> [TASK BRIEF]
Please update the lines of the material starting at the line that contains "For this evaluation, spot every instance of the bear's front leg" and ending at the end of the material, replacing "evaluation" with "assessment" and leaving everything else unchanged. Return only those lines.

> [EXERCISE MATERIAL]

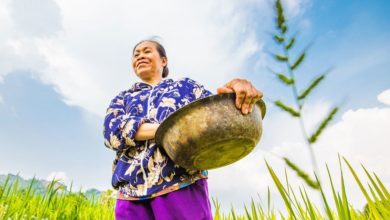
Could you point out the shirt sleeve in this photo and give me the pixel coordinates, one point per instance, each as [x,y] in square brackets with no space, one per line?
[120,128]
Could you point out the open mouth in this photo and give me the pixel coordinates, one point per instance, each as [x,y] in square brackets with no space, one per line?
[140,63]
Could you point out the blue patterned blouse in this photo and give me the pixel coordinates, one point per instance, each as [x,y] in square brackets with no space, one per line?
[141,169]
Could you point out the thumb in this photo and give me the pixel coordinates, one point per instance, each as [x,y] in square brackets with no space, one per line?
[221,90]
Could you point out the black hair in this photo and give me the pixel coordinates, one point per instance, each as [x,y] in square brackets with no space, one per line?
[161,52]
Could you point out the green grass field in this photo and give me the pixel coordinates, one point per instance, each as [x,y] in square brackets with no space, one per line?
[55,203]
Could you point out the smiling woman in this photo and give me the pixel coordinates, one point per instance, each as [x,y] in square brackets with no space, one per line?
[150,185]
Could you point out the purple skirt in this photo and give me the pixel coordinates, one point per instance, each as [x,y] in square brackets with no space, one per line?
[191,202]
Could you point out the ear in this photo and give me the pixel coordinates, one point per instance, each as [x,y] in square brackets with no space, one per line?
[164,61]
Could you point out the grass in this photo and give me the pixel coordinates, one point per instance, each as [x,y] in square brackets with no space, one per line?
[56,203]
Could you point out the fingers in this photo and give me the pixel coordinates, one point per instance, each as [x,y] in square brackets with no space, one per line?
[246,94]
[224,90]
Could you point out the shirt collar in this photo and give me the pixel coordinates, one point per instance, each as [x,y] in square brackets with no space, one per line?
[142,85]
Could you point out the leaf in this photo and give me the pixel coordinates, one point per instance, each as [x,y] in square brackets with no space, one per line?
[282,191]
[312,183]
[285,79]
[299,61]
[370,203]
[284,29]
[325,201]
[280,16]
[278,39]
[286,108]
[290,43]
[281,58]
[322,126]
[313,84]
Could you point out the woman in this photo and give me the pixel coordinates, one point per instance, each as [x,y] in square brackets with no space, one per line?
[150,185]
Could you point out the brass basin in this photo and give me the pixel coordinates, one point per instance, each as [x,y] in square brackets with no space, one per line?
[210,132]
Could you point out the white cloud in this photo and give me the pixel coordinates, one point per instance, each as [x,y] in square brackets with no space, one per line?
[57,175]
[361,135]
[84,49]
[384,97]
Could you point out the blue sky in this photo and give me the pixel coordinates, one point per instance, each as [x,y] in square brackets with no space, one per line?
[61,62]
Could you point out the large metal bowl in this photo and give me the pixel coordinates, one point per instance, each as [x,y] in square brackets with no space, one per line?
[210,132]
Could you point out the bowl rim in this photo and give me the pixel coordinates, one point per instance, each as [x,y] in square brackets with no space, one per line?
[166,122]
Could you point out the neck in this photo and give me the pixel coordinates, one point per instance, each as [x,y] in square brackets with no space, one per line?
[152,81]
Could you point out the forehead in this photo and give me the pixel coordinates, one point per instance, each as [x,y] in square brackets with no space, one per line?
[144,45]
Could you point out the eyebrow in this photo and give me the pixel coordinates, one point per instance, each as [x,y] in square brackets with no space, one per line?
[144,48]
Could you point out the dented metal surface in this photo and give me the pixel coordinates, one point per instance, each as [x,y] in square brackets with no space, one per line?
[210,132]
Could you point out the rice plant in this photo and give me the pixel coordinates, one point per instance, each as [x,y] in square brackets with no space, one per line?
[299,205]
[55,202]
[18,202]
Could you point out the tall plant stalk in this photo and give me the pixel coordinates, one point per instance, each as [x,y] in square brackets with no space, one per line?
[287,43]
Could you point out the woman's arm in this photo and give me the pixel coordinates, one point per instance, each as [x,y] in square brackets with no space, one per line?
[146,131]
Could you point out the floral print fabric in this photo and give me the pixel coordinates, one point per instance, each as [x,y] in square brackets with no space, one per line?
[142,169]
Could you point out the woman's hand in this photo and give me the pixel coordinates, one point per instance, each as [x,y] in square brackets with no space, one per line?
[246,94]
[146,131]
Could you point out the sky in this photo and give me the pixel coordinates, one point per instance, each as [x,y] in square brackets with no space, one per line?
[61,63]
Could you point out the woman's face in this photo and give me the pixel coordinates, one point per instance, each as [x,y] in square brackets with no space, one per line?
[146,61]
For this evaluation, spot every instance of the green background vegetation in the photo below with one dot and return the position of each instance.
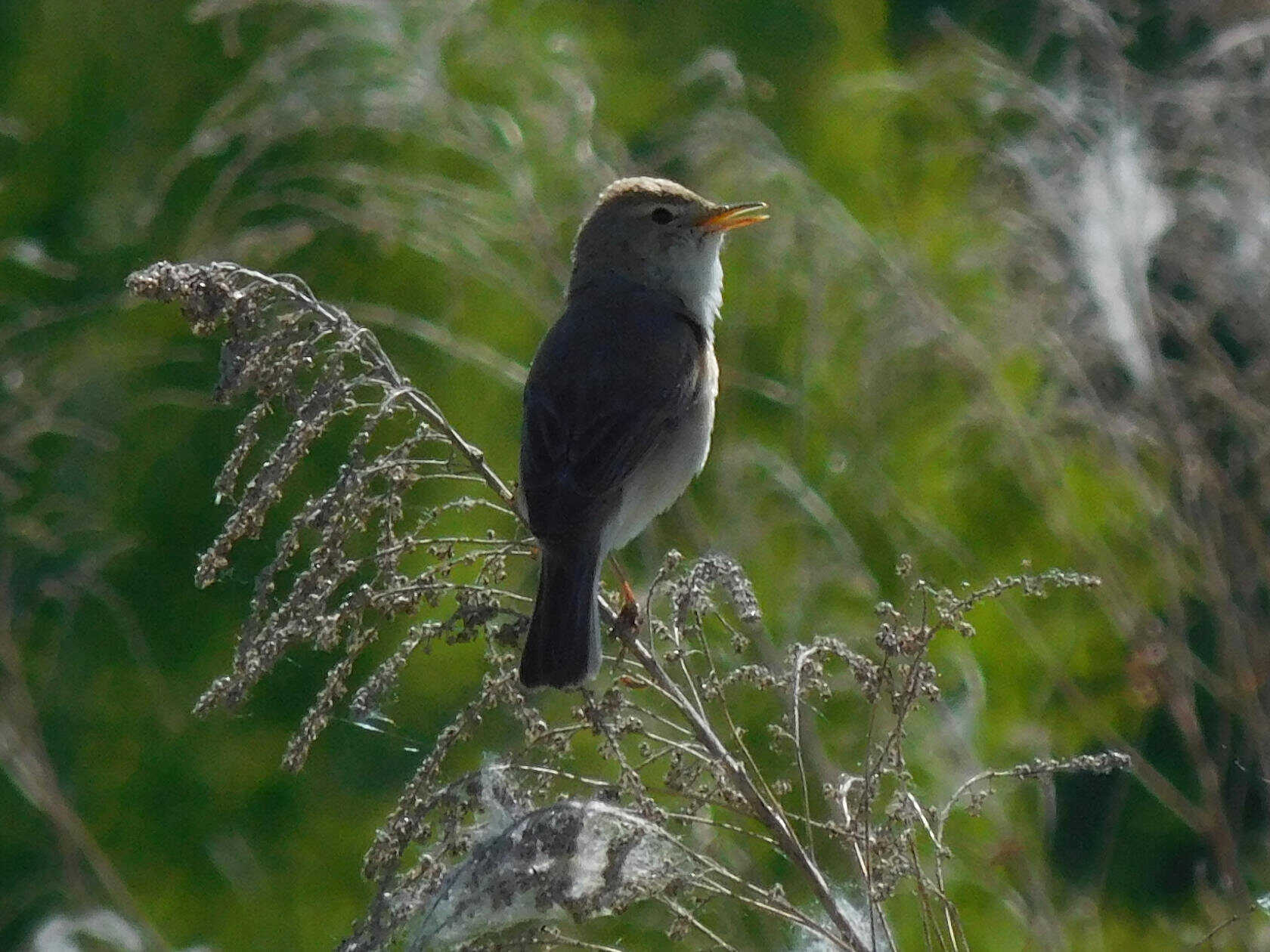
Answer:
(884, 391)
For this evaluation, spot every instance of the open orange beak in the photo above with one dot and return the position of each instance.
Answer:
(733, 216)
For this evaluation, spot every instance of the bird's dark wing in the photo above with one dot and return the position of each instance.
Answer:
(611, 379)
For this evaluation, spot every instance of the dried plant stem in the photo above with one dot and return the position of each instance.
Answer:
(737, 773)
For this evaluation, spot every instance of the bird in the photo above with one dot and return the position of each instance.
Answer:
(619, 401)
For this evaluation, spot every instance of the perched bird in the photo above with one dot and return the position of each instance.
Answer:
(620, 401)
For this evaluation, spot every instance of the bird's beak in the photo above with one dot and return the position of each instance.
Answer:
(733, 216)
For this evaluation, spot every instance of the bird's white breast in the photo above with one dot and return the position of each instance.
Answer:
(667, 471)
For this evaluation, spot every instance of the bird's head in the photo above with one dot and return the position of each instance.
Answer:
(662, 235)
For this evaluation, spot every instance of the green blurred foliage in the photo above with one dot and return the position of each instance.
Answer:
(873, 404)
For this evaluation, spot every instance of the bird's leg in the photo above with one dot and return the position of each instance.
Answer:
(630, 607)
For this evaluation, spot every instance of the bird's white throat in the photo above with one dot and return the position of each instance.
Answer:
(695, 276)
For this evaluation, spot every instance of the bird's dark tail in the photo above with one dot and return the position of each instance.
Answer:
(563, 646)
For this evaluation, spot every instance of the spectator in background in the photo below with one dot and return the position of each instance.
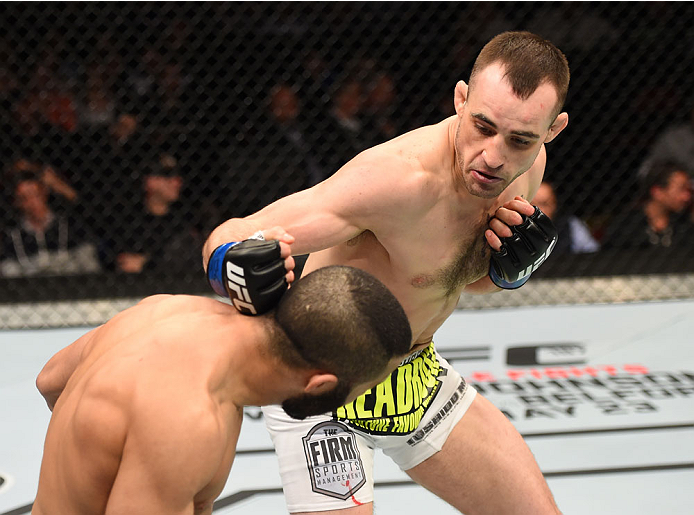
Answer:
(341, 138)
(97, 108)
(158, 233)
(574, 234)
(660, 219)
(47, 103)
(43, 240)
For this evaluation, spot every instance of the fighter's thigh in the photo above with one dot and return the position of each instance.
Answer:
(325, 467)
(485, 467)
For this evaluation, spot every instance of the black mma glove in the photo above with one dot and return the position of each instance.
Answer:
(251, 273)
(524, 251)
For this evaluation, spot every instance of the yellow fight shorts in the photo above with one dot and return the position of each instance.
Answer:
(326, 462)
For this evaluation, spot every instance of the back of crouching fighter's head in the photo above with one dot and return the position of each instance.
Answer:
(344, 321)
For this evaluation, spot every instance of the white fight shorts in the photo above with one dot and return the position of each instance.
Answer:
(326, 462)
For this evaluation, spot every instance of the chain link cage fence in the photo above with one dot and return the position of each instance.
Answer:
(131, 129)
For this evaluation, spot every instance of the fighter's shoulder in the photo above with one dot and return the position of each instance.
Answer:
(397, 163)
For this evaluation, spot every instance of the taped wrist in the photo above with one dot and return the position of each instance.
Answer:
(251, 273)
(529, 245)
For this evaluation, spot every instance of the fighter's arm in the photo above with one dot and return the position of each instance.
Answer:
(509, 214)
(55, 374)
(352, 200)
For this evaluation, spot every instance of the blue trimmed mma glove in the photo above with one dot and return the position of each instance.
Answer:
(523, 252)
(251, 273)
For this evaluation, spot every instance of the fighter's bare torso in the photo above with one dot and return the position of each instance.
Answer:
(428, 244)
(128, 398)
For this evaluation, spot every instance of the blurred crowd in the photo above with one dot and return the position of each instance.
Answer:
(110, 163)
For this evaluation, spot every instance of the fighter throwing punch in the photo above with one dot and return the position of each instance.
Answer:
(433, 213)
(147, 408)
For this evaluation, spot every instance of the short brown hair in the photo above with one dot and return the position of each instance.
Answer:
(343, 320)
(529, 61)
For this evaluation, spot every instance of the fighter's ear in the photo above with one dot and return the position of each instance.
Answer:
(460, 97)
(320, 382)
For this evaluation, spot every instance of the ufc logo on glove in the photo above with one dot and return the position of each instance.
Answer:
(251, 273)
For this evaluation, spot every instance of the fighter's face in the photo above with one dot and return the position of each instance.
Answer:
(499, 135)
(677, 194)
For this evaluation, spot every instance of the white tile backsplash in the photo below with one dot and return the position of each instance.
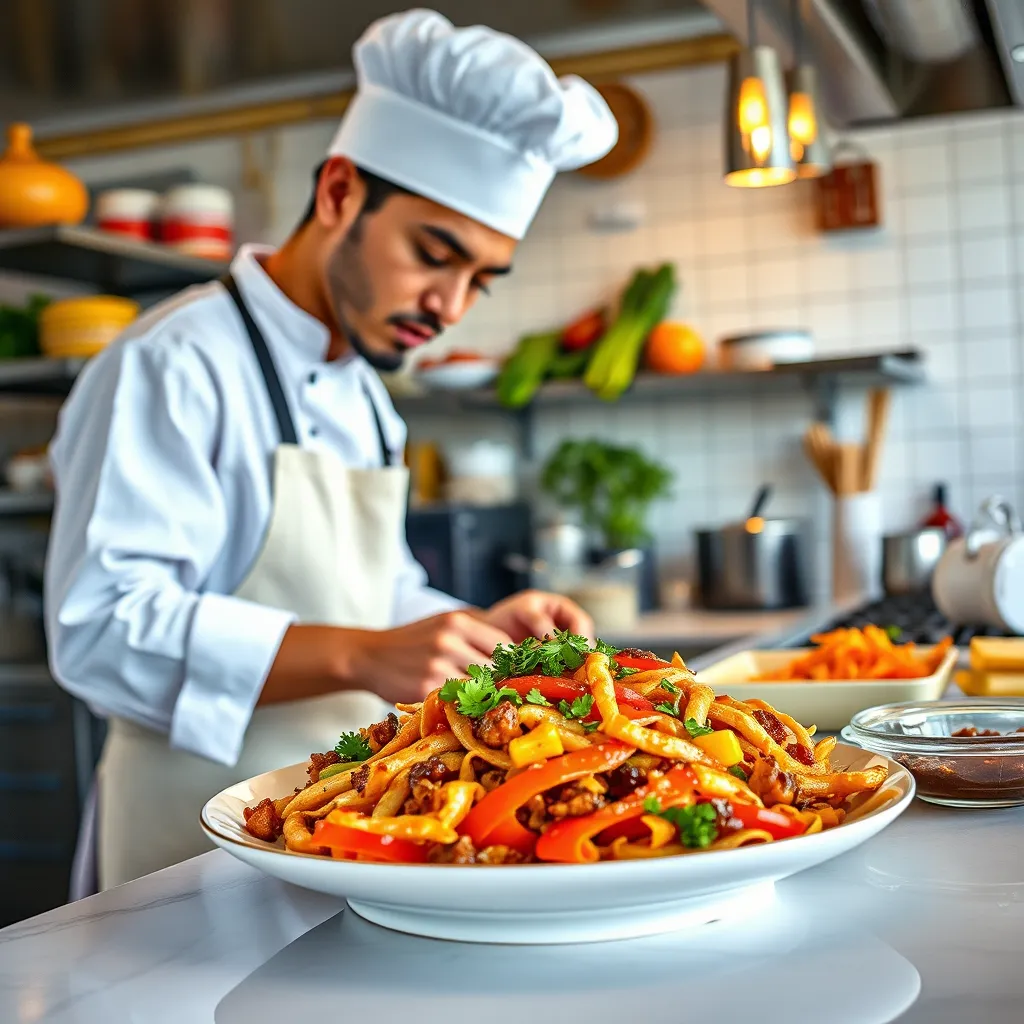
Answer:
(944, 273)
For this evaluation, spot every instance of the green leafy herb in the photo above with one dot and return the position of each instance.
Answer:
(352, 747)
(696, 823)
(478, 694)
(579, 709)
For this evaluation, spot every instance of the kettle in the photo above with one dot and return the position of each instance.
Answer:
(979, 581)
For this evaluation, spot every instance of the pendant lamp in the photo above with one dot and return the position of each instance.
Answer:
(757, 138)
(808, 144)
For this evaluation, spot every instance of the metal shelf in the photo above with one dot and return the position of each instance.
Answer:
(110, 263)
(821, 377)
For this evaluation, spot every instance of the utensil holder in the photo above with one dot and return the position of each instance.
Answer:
(856, 546)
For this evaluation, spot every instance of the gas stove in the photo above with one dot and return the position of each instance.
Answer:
(915, 616)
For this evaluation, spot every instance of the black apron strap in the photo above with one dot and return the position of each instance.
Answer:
(386, 458)
(286, 425)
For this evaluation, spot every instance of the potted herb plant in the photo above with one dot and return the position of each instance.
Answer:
(611, 488)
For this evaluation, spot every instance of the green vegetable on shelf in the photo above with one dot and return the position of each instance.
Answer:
(616, 355)
(525, 370)
(19, 328)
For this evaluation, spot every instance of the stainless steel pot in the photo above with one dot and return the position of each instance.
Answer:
(908, 560)
(759, 563)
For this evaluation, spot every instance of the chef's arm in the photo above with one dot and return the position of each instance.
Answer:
(138, 524)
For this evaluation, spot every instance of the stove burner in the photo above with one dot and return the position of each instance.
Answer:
(916, 617)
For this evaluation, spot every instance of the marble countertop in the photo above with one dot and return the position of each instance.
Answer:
(925, 923)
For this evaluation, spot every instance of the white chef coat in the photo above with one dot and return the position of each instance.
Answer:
(163, 464)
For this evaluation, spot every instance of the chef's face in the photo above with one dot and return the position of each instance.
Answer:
(401, 268)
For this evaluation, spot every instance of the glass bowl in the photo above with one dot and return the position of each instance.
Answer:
(954, 771)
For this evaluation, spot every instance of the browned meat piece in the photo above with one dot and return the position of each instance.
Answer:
(625, 779)
(461, 852)
(499, 855)
(492, 778)
(317, 762)
(498, 726)
(359, 777)
(431, 770)
(382, 733)
(801, 753)
(263, 821)
(534, 814)
(424, 799)
(771, 725)
(771, 783)
(573, 802)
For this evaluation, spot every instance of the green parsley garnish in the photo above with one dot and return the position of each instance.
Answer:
(352, 747)
(695, 823)
(563, 652)
(579, 709)
(478, 694)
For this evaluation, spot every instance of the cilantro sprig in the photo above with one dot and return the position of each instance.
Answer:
(696, 824)
(352, 747)
(478, 694)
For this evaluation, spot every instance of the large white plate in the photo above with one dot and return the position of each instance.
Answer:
(538, 903)
(828, 705)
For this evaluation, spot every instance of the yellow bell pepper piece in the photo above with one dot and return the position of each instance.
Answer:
(722, 745)
(538, 744)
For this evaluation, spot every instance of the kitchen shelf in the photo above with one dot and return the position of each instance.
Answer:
(108, 262)
(821, 378)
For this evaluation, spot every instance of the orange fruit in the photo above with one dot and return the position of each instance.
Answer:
(675, 348)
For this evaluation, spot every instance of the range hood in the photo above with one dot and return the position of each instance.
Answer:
(888, 59)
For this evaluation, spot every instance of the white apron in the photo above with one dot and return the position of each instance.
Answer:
(330, 555)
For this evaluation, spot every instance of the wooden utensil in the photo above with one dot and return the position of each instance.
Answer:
(878, 417)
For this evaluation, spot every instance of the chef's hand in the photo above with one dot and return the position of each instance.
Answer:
(535, 613)
(403, 665)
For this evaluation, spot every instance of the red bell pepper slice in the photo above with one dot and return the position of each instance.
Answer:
(778, 825)
(499, 807)
(571, 840)
(554, 689)
(369, 846)
(641, 664)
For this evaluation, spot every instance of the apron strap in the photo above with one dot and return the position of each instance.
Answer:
(386, 457)
(286, 425)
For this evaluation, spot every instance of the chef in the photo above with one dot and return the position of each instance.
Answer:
(228, 581)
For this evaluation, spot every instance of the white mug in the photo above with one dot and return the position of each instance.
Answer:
(980, 579)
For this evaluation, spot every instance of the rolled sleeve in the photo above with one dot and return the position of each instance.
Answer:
(231, 646)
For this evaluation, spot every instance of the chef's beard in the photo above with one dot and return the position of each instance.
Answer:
(349, 284)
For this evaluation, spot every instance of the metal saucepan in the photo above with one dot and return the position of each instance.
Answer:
(909, 559)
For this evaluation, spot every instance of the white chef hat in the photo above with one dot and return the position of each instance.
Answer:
(470, 118)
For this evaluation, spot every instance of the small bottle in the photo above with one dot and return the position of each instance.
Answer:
(940, 516)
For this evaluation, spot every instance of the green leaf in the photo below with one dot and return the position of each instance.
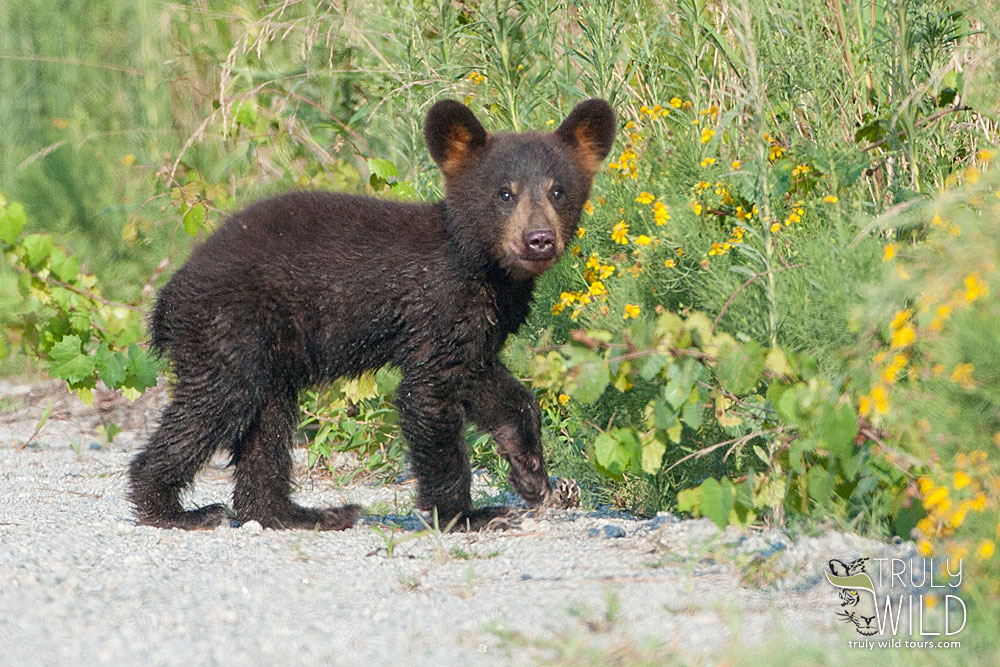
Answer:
(663, 416)
(652, 365)
(693, 411)
(820, 484)
(682, 376)
(194, 218)
(404, 190)
(674, 432)
(69, 363)
(717, 500)
(384, 169)
(588, 380)
(141, 372)
(111, 366)
(652, 455)
(246, 113)
(36, 248)
(777, 364)
(65, 268)
(740, 370)
(12, 221)
(611, 455)
(837, 427)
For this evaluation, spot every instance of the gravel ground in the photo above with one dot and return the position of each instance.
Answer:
(81, 583)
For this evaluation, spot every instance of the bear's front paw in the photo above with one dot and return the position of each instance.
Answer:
(208, 517)
(494, 517)
(292, 516)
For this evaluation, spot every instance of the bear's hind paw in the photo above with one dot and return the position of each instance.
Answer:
(208, 517)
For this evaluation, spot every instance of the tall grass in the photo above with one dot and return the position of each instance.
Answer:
(796, 122)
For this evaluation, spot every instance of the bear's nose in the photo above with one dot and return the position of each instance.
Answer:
(540, 243)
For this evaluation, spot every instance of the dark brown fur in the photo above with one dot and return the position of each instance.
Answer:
(307, 287)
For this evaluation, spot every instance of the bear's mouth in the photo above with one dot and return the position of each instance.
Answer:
(533, 262)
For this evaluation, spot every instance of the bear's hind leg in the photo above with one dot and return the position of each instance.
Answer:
(181, 445)
(264, 475)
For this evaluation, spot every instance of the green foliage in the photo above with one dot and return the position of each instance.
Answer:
(76, 332)
(802, 428)
(928, 358)
(768, 154)
(355, 415)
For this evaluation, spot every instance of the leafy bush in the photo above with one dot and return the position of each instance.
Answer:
(699, 348)
(931, 330)
(81, 335)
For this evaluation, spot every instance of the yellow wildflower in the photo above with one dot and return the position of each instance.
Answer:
(961, 480)
(864, 406)
(974, 287)
(936, 497)
(660, 214)
(880, 399)
(962, 375)
(903, 337)
(619, 233)
(901, 318)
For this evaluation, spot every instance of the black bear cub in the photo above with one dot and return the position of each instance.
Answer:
(307, 287)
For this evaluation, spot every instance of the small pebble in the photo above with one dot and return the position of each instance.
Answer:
(252, 528)
(613, 531)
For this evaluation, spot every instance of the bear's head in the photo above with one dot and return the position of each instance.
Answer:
(514, 200)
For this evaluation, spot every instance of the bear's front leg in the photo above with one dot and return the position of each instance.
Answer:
(432, 421)
(503, 407)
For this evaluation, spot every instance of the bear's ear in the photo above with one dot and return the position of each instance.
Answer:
(452, 134)
(590, 131)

> [ANSWER TO THE TASK]
For this assessment, spot every instance of the bear's front leg in the photo above with one dot and return the position of each instance.
Answer:
(432, 421)
(503, 407)
For this assessment, spot every instance of the bear's ear in the photo above with one dot and return the position of each instance.
Answer:
(452, 134)
(590, 131)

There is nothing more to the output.